(Data extracted from a collection)

§ §

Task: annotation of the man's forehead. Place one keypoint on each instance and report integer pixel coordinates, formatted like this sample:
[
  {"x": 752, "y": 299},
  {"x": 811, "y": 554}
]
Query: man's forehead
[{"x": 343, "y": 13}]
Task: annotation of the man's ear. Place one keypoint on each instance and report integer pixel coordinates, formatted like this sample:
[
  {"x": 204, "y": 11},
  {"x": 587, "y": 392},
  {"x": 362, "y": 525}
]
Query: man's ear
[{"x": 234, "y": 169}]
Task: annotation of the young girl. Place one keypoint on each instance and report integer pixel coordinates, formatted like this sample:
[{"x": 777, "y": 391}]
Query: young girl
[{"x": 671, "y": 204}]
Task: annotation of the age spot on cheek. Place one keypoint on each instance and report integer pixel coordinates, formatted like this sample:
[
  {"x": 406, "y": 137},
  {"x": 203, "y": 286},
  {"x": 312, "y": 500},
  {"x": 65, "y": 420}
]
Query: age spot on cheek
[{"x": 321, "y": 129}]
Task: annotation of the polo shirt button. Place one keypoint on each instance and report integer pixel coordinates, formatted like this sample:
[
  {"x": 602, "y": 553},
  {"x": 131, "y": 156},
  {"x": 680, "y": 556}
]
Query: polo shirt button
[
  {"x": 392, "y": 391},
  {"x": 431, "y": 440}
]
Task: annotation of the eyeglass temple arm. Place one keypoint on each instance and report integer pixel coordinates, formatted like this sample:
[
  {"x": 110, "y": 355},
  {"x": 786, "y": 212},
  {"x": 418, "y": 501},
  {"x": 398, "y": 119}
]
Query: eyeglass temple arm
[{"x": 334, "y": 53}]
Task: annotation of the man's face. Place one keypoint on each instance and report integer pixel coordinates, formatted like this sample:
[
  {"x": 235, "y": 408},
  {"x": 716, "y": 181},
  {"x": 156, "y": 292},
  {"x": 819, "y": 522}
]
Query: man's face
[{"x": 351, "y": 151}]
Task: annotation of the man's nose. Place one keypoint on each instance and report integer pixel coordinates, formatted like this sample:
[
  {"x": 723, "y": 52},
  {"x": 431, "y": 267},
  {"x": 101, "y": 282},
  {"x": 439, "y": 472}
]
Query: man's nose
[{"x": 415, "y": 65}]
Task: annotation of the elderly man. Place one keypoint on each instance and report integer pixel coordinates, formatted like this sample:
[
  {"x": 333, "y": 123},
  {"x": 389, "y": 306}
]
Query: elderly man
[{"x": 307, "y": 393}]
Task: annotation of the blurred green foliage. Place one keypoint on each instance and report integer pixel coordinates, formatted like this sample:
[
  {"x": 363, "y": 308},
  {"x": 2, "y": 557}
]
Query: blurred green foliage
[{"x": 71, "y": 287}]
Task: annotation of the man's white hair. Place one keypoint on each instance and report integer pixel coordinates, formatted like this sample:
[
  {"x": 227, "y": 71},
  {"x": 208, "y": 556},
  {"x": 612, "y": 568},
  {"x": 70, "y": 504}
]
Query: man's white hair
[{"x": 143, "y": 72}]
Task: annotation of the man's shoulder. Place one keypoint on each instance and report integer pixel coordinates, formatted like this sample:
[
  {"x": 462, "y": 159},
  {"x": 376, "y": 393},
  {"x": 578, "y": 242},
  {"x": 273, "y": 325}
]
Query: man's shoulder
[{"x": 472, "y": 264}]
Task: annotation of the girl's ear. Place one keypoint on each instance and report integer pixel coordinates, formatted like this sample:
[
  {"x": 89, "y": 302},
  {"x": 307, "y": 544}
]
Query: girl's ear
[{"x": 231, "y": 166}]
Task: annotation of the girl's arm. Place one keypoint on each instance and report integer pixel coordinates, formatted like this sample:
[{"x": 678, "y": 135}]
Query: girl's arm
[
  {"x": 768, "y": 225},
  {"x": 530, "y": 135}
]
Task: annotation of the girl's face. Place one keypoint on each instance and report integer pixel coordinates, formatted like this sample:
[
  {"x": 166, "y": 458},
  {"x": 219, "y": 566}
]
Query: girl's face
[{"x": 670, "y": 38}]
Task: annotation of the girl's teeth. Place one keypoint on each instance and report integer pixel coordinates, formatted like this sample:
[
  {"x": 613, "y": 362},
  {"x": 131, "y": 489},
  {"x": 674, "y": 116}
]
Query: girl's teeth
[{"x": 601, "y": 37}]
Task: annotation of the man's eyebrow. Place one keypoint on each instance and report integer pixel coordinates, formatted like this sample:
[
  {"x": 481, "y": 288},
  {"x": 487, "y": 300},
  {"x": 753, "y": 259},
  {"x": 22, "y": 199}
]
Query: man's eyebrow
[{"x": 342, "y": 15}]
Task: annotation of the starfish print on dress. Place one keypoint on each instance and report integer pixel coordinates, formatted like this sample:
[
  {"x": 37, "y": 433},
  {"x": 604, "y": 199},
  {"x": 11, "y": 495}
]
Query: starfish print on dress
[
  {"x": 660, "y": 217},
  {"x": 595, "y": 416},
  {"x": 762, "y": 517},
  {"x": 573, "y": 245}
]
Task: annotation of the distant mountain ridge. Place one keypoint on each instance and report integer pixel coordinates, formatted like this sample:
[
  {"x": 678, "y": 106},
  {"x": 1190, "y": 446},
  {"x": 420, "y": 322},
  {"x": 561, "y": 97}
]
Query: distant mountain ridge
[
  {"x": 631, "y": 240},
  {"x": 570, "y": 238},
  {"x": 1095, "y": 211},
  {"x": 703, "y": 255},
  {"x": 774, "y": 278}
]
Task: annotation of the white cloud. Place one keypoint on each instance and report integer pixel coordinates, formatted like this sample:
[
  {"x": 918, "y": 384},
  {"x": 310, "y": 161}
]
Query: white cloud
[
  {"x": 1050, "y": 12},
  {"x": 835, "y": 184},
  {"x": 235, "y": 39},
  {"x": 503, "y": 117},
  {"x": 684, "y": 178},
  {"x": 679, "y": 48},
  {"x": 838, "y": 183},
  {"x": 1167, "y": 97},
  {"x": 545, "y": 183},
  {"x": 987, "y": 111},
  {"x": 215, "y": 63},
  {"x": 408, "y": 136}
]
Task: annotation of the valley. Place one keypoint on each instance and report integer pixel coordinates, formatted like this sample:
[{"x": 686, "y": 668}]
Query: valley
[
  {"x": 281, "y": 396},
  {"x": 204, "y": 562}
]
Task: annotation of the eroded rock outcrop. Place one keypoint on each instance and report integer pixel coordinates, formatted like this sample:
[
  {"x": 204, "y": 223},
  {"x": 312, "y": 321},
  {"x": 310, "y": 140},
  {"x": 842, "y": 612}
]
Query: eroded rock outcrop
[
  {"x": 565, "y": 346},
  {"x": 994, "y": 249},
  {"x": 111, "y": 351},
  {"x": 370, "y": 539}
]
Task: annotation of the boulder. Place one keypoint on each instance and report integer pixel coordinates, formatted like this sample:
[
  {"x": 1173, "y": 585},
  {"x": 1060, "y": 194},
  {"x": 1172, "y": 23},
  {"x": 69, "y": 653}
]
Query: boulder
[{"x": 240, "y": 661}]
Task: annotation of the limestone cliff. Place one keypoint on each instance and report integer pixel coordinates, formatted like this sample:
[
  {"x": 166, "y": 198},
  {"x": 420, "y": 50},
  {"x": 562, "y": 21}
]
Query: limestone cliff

§ §

* _Description of the task_
A verbatim copy of all the entries above is requested.

* _Answer to this exercise_
Task: annotation of the man's forehead. Place one keypoint on each instance and report integer pixel coordinates, formatted like this sample:
[
  {"x": 752, "y": 299},
  {"x": 811, "y": 554}
]
Query: man's forehead
[{"x": 343, "y": 13}]
Task: annotation of the man's ear. Place one keypoint on each instance and report integer pixel coordinates, formatted like this sample:
[
  {"x": 204, "y": 11},
  {"x": 587, "y": 392},
  {"x": 362, "y": 525}
]
Query: man's ear
[{"x": 234, "y": 169}]
Task: annotation of the young girl. Place one keypoint on each instance and report integer pixel coordinates, formatted like this sample:
[{"x": 777, "y": 391}]
Query: young girl
[{"x": 671, "y": 204}]
Task: annotation of the age spot on cheek. Place one keypoint on each instance and report integer pixel coordinates, formatted like this sample:
[
  {"x": 406, "y": 137},
  {"x": 203, "y": 286},
  {"x": 312, "y": 500},
  {"x": 65, "y": 420}
]
Query: age spot on cheek
[{"x": 321, "y": 129}]
Task: annotation of the polo shirt button. Place one keypoint on each instance and report integer pixel coordinates, formatted like this sample:
[
  {"x": 602, "y": 553},
  {"x": 131, "y": 156},
  {"x": 680, "y": 556}
]
Query: polo shirt button
[
  {"x": 392, "y": 391},
  {"x": 431, "y": 440}
]
Task: annotation of the eyeglass temple arm. Place one keypoint on each instance and report integer pixel coordinates, formatted like this sample:
[
  {"x": 110, "y": 355},
  {"x": 786, "y": 212},
  {"x": 418, "y": 501},
  {"x": 398, "y": 119}
]
Query: eyeglass temple arm
[{"x": 334, "y": 53}]
Task: annotation of the man's face. Place one keypoint on each instance and report integer pixel coordinates, formatted like this sample:
[
  {"x": 235, "y": 408},
  {"x": 716, "y": 181},
  {"x": 156, "y": 292},
  {"x": 819, "y": 522}
]
Query: man's face
[{"x": 351, "y": 151}]
Task: annotation of the man's nose. Place one keypoint on each instance and report integer pixel coordinates, formatted like this sample:
[
  {"x": 723, "y": 52},
  {"x": 431, "y": 267},
  {"x": 101, "y": 282},
  {"x": 439, "y": 472}
]
Query: man's nose
[{"x": 415, "y": 65}]
Task: annotation of the elderly man. Place one keypoint on each instance and report integer pixel coordinates, formatted like this sample:
[
  {"x": 333, "y": 123},
  {"x": 389, "y": 306}
]
Query: elderly man
[{"x": 307, "y": 393}]
Task: annotation of the blurred green foliage. Place one keypoint on each instance and report integer pixel coordinates, formatted like this sample:
[
  {"x": 363, "y": 308},
  {"x": 2, "y": 557}
]
Query: blurred green foliage
[{"x": 71, "y": 287}]
Task: annotation of the man's white hair. Place one keypoint on each instance and report integer pixel coordinates, formatted like this sample:
[
  {"x": 227, "y": 71},
  {"x": 208, "y": 556},
  {"x": 612, "y": 568},
  {"x": 70, "y": 504}
]
Query: man's white hair
[{"x": 143, "y": 72}]
Task: annotation of the man's shoulder. Place one keypoint on each instance and report integer pixel coordinates, formatted like this sample:
[
  {"x": 462, "y": 159},
  {"x": 376, "y": 393},
  {"x": 578, "y": 242},
  {"x": 273, "y": 325}
]
Query: man's shoulder
[{"x": 472, "y": 264}]
Task: annotation of the girl's ear. Place one keypoint on each instance and report integer pixel coordinates, formatted like this sample:
[
  {"x": 89, "y": 302},
  {"x": 307, "y": 544}
]
Query: girl's ear
[{"x": 231, "y": 166}]
Task: annotation of the girl's arm. Place one keypoint on each instance and report integer pixel coordinates, formatted like this sample:
[{"x": 678, "y": 135}]
Query: girl's arm
[
  {"x": 768, "y": 225},
  {"x": 530, "y": 135}
]
Task: annotation of the girl's face. Place one keypoint on each instance and report integer pixel coordinates, formatted like this sample:
[
  {"x": 166, "y": 458},
  {"x": 219, "y": 566}
]
Query: girl's face
[{"x": 670, "y": 38}]
Task: annotation of the girl's teeth. Place one keypoint on each instance and report integer pixel coordinates, formatted like this sample:
[
  {"x": 613, "y": 362},
  {"x": 131, "y": 489},
  {"x": 674, "y": 116}
]
Query: girl's teeth
[{"x": 601, "y": 37}]
Task: annotation of the man's eyebrow. Place one keypoint on each instance and report integer pixel coordinates, formatted like this sample:
[
  {"x": 481, "y": 288},
  {"x": 487, "y": 300},
  {"x": 753, "y": 259},
  {"x": 22, "y": 199}
]
Query: man's eyebrow
[{"x": 342, "y": 15}]
Task: annotation of the starfish print on dress. Place one keypoint on each instance and report integer pixel coordinates, formatted like this sample:
[
  {"x": 37, "y": 433},
  {"x": 604, "y": 199},
  {"x": 11, "y": 495}
]
Query: starfish print on dress
[
  {"x": 660, "y": 217},
  {"x": 595, "y": 416},
  {"x": 762, "y": 517},
  {"x": 573, "y": 245}
]
Task: annotation of the distant mountain ridge. Place one keypoint on each instance and report integer pixel coordinates, formatted like this sample:
[
  {"x": 678, "y": 106},
  {"x": 1190, "y": 446},
  {"x": 420, "y": 322},
  {"x": 561, "y": 97}
]
Query: distant mountain ridge
[
  {"x": 631, "y": 240},
  {"x": 570, "y": 238},
  {"x": 1095, "y": 211},
  {"x": 703, "y": 255},
  {"x": 774, "y": 278}
]
Task: annotation of the white cloud. Place one keypoint on each instance and report integer pixel coordinates, formatted like this sample:
[
  {"x": 918, "y": 384},
  {"x": 310, "y": 161}
]
Query: white cloud
[
  {"x": 1050, "y": 12},
  {"x": 835, "y": 184},
  {"x": 235, "y": 39},
  {"x": 503, "y": 117},
  {"x": 684, "y": 178},
  {"x": 679, "y": 48},
  {"x": 838, "y": 183},
  {"x": 1167, "y": 97},
  {"x": 545, "y": 183},
  {"x": 987, "y": 111},
  {"x": 215, "y": 63},
  {"x": 408, "y": 136}
]
Task: annotation of the valley. Place one keypoint on each instance and report integer pixel coordinates, formatted like this sample:
[{"x": 686, "y": 668}]
Query: valley
[
  {"x": 281, "y": 396},
  {"x": 204, "y": 562}
]
Task: annotation of the eroded rock outcrop. Place one keypoint on each instance and report integer pixel coordinates, formatted like this sample:
[
  {"x": 204, "y": 223},
  {"x": 312, "y": 321},
  {"x": 310, "y": 140},
  {"x": 842, "y": 612}
]
Query: eroded rock outcrop
[
  {"x": 565, "y": 346},
  {"x": 994, "y": 249},
  {"x": 111, "y": 351},
  {"x": 370, "y": 539}
]
Task: annotation of the boulder. Place one keypoint on each instance and report integer pixel coordinates, formatted like this sample:
[
  {"x": 1173, "y": 585},
  {"x": 1060, "y": 194},
  {"x": 1172, "y": 23},
  {"x": 69, "y": 653}
]
Query: boulder
[{"x": 240, "y": 661}]
Task: annotation of the limestone cliff. Place one keypoint on each instance and report integer pixel coordinates, formatted like this sample:
[
  {"x": 166, "y": 198},
  {"x": 420, "y": 50},
  {"x": 562, "y": 21}
]
Query: limestone cliff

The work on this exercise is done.